## Document segment
= = =

B. Does section 17(1) apply to information contained in the records?

[19] The appellant claims that the mandatory exemption at section 17(1)  of the Act  applies to the information remaining at issue. The ministry submits that the appellant has not provided sufficient information or evidence to establish the application of section 17(1)  of the Act .

[20] Section 17(1), states, in part, as follows:

A head shall refuse to disclose a record that reveals a trade secret or scientific, technical, commercial, financial or labour relations information, supplied in confidence implicitly or explicitly, where the disclosure could reasonably be expected to,

(a) prejudice significantly the competitive position or interfere significantly with the contractual or other negotiations of a person, group of persons, or organization;

(b) result in similar information no longer being supplied to the institution where it is in the public interest that similar information continue to be so supplied;

(c) result in undue loss or gain to any person, group, committee or financial institution or agency; or

[21] For section 17(1) to apply, the appellant must satisfy each part of the following three-part test:

  1. 1. the record must reveal information that is a trade secret or scientific, technical, commercial, financial or labour relations information; and
  2. 2. the information must have been supplied to the institution in confidence, either implicitly or explicitly; and
  3. 3. the prospect of disclosure of the information must give rise to a reasonable expectation that one of the harms specified in paragraph (a), (b) and/or (c) of section 17(1) will occur.

[22] The appellant sets out in his letter of appeal that the records at issue were submitted under the strictest of confidence in the course of his bidding to obtain the rights to the boat tour service at Niagara Falls, and that details of his bid are contained in the records.

[23] In particular, in response to the ministry’s initial notification under section 28(1) of FIPPA, the appellant sent a letter to the ministry advising that:

  • • Records 45, 85, 86, 90, 95, 98, 102, 105 and 106 are HIGHLY CONFIDENTIAL. The appellant submitted that these records contain extremely confidential competitive information, including financial information and trade secrets that was provided in strict confidence and would prejudice significantly my competitive position. The appellant further submitted that these records contain confidential third party information that includes trade secrets and/or financial information and/or commercial information. The information was intended to be confidential among the parties to whom it was provided.

= = =

## Data to process
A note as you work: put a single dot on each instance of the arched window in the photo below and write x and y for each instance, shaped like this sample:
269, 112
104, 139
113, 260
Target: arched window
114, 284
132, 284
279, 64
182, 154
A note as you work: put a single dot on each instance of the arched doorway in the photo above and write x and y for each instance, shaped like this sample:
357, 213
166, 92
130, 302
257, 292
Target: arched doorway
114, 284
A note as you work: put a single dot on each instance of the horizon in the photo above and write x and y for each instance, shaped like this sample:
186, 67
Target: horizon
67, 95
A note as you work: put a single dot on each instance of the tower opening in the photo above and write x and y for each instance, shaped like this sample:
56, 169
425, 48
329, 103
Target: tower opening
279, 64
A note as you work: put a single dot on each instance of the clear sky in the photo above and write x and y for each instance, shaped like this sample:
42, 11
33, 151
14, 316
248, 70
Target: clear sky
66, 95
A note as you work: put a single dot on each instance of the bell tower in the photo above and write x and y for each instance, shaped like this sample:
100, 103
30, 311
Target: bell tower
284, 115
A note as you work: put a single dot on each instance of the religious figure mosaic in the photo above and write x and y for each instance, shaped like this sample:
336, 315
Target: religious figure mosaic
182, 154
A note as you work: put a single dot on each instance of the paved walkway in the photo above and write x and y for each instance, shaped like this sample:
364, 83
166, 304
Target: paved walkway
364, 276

= = =

## Instructions
**a.** Condense the paragraph in the section 17(1) decision excerpt that begins "The appellant sets out in his letter of appeal" into one shorter sentence, keeping its main facts.
**b.** Copy out the listing's lines word for word, the stretch from the line containing "of the bell" through the end of the listing.

## Results of the tasks
**a.** In his letter of appeal, the appellant states that the records were submitted in the strictest confidence while he was bidding for the rights to the Niagara Falls boat tour service, and that they contain details of his bid.

**b.**
A note as you work: put a single dot on each instance of the bell tower in the photo above and write x and y for each instance, shaped like this sample:
100, 103
30, 311
Target: bell tower
284, 115
A note as you work: put a single dot on each instance of the religious figure mosaic in the photo above and write x and y for each instance, shaped like this sample:
336, 315
Target: religious figure mosaic
182, 154
A note as you work: put a single dot on each instance of the paved walkway in the photo above and write x and y for each instance, shaped like this sample:
364, 83
166, 304
Target: paved walkway
364, 276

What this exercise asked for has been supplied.